### DOCUMENT EXTRACT
----------------------------------------
Re: inactive_dirty list - Andrew Morton

linux-mm.kvack.org archive mirror
 help / color / mirror / Atom feed

From: Andrew Morton <akpm@zip.com.au>
To: Rik van Riel <riel@conectiva.com.br>
Cc: "linux-mm@kvack.org" <linux-mm@kvack.org>
Subject: Re: inactive_dirty list
Date: Fri, 06 Sep 2002 14:40:56 -0700	[thread overview]
Message-ID: <3D7920E8.5E22D27B@zip.com.au> (raw)
In-Reply-To: <Pine.LNX.4.44L.0209061746230.1857-100000@imladris.surriel.com>

Rik van Riel wrote:
> 

hm.  Did that digeo.com address bounce?  grr.

> On Fri, 6 Sep 2002, Andrew Morton wrote:
> 
> > What is happening here is that the logic which clamps dirty+writeback
> > pagecache at 40% of memory is working nicely, and the allocate-from-
> > highmem-first logic is ensuring that all of ZONE_HIGHMEM is dirty
> > or under writeback all the time.
----------------------------------------
### RECORD LIST
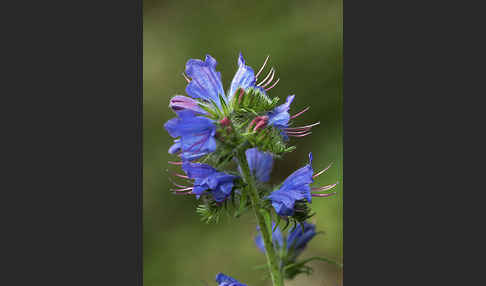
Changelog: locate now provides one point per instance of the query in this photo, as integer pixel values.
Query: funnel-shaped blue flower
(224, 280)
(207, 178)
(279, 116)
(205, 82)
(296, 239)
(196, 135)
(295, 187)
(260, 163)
----------------------------------------
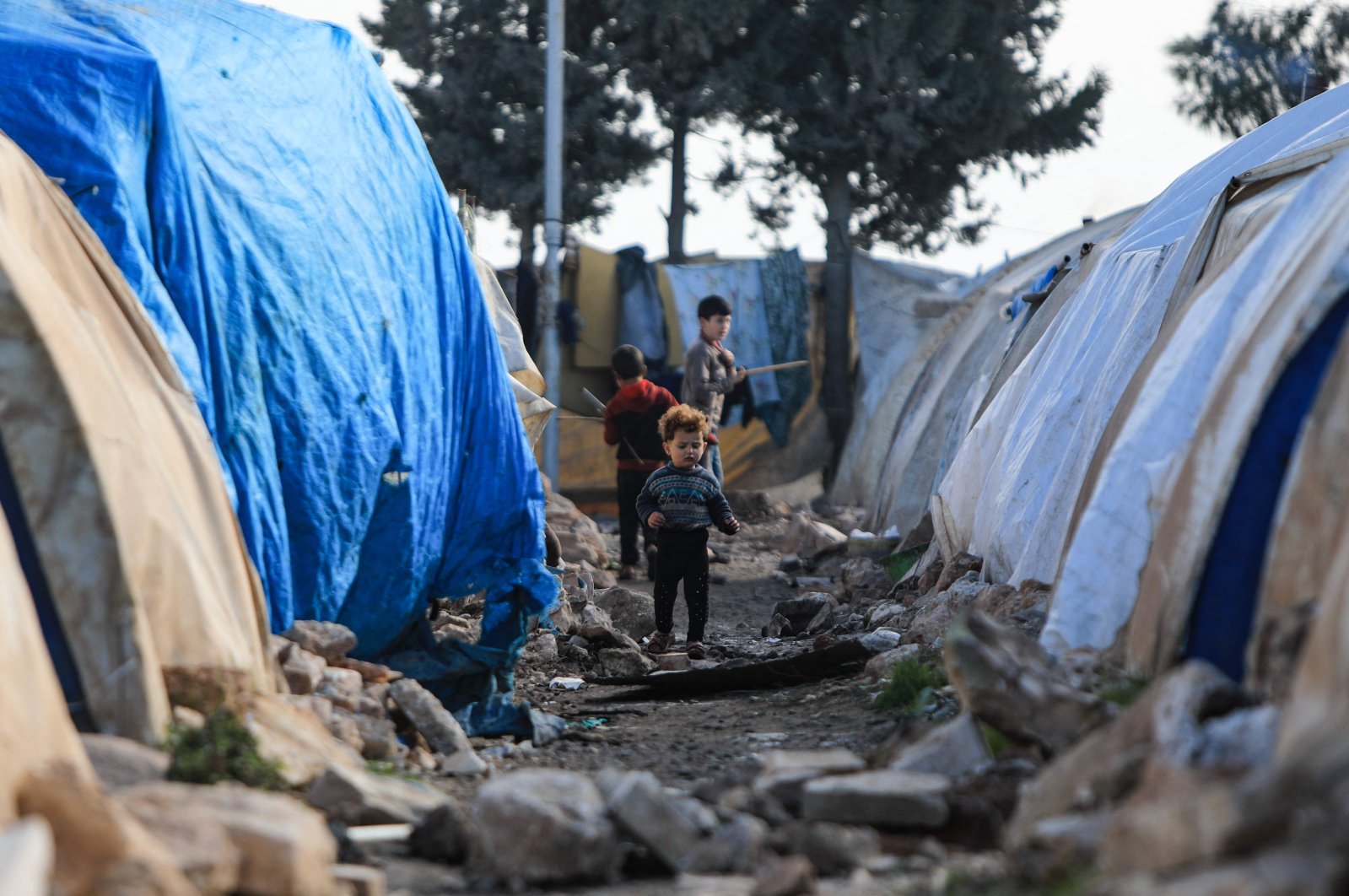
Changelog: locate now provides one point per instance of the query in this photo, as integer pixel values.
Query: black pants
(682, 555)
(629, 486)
----------------------------------------
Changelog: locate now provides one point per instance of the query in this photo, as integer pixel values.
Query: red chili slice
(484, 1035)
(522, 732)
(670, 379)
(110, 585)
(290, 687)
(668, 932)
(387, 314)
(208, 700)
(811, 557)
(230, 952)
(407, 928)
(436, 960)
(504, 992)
----------------------------------------
### WHAT THE TASK ASKS
Answer these about the inactive_dirty list message:
(a) Which address does the writer ask about bouncing?
(b) At what share of memory is dirty+writeback pagecache clamped?
(c) On what date was the message sent?
The listing has no connection to the inactive_dirty list message.

### RESULT OF THIS TASK
(a) The digeo.com address.
(b) 40%.
(c) Fri, 06 Sep 2002.